TASK STATEMENT:
The part to set down runs from the first line of the data below through the line with "Phrase: plastic water bottle", inclusive; write it exactly and leave out the pictures.

SOURCE DATA:
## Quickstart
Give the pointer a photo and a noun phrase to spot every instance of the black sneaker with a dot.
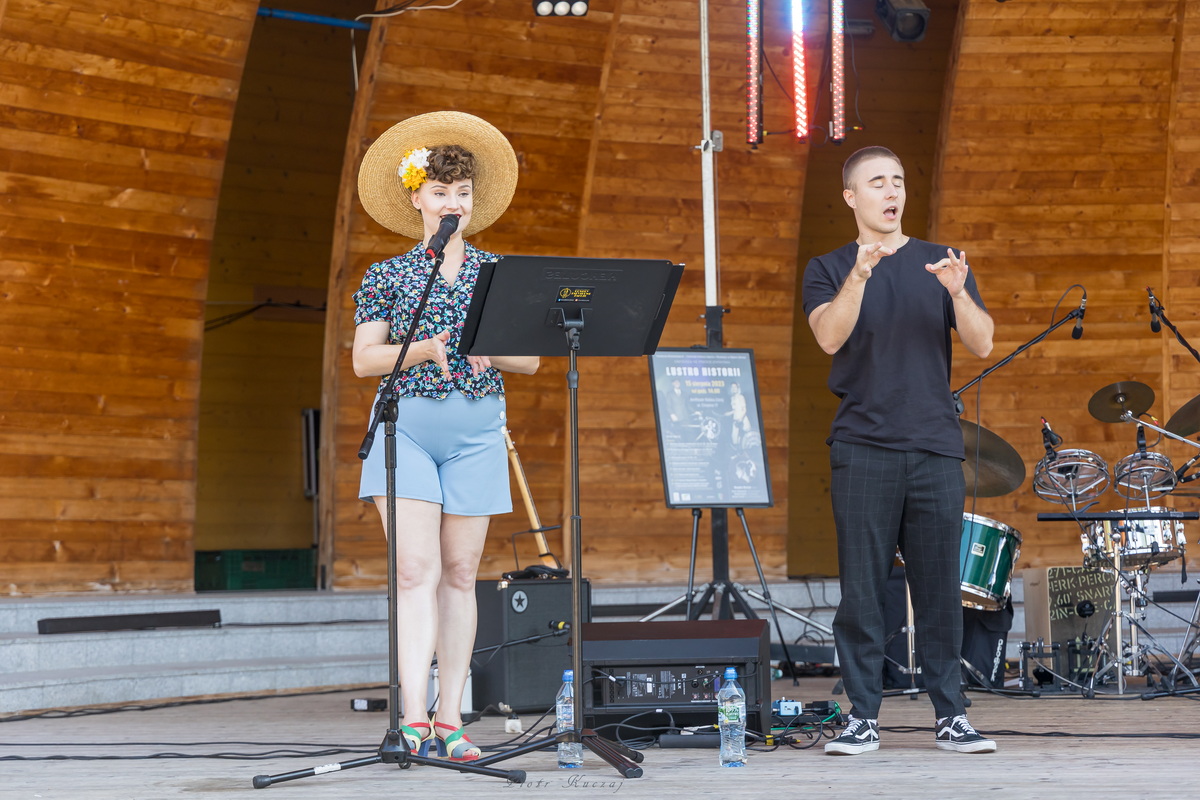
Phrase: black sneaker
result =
(859, 737)
(957, 734)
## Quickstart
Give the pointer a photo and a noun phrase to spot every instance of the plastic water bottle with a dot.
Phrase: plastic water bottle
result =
(570, 755)
(731, 717)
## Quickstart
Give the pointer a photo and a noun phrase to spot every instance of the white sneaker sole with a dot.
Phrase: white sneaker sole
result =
(839, 749)
(987, 746)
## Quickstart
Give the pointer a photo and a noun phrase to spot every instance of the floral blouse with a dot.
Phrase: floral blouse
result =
(390, 293)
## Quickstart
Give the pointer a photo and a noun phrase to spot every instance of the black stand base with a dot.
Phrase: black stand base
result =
(393, 751)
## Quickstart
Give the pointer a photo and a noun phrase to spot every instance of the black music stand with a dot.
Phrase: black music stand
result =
(523, 305)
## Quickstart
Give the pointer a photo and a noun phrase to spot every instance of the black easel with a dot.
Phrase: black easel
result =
(523, 305)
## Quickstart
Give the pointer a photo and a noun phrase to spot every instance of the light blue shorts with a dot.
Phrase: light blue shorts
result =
(449, 452)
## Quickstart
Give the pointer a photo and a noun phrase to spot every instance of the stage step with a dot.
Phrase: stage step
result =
(280, 641)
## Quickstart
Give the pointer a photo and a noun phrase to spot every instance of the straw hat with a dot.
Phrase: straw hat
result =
(388, 200)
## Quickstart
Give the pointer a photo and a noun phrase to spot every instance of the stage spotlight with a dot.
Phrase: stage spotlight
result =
(905, 19)
(561, 7)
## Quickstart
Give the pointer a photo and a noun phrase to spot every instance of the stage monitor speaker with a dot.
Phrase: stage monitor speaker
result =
(671, 671)
(1065, 603)
(523, 674)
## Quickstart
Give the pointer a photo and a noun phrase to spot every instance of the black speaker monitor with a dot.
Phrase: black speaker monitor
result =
(523, 674)
(671, 668)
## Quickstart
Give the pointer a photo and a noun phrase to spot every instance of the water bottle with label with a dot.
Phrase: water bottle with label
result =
(570, 753)
(731, 717)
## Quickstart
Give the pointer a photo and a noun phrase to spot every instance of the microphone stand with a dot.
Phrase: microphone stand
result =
(1075, 313)
(1157, 308)
(394, 749)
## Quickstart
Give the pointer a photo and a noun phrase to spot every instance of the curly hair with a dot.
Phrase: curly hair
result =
(450, 163)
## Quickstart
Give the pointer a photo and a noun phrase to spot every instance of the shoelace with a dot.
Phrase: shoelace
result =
(855, 726)
(961, 725)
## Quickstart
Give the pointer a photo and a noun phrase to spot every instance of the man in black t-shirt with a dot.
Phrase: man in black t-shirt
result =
(883, 306)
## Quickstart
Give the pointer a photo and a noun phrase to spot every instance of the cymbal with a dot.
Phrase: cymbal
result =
(1000, 467)
(1110, 403)
(1187, 420)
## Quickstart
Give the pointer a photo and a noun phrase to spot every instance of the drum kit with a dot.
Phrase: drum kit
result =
(1125, 542)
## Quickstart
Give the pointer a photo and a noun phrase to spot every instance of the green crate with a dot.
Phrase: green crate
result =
(249, 570)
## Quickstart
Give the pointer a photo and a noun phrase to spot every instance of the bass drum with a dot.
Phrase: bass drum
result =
(987, 555)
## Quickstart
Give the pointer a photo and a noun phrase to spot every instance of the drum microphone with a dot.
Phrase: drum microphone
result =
(1049, 438)
(442, 238)
(1179, 473)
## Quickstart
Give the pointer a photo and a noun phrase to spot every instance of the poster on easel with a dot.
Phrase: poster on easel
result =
(709, 426)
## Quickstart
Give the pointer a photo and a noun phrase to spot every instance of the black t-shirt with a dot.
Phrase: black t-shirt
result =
(893, 373)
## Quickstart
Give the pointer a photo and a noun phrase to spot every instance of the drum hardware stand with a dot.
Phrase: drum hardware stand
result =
(910, 631)
(1135, 663)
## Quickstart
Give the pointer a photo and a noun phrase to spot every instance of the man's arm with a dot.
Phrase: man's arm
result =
(833, 323)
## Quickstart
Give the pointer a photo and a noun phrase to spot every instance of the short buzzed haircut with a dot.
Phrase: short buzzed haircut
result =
(859, 156)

RESPONSE FOR THIS EXERCISE:
## Quickstart
Give the pointer a photo and a noun phrase to spot every instance of the black sneaker with a dot.
Phrase: black sneaker
result =
(859, 737)
(957, 734)
## Quickstart
Give the pointer a photo and a noun phrase to spot every instance of the plastic water bottle with a dot.
Phrase: plastic water bottle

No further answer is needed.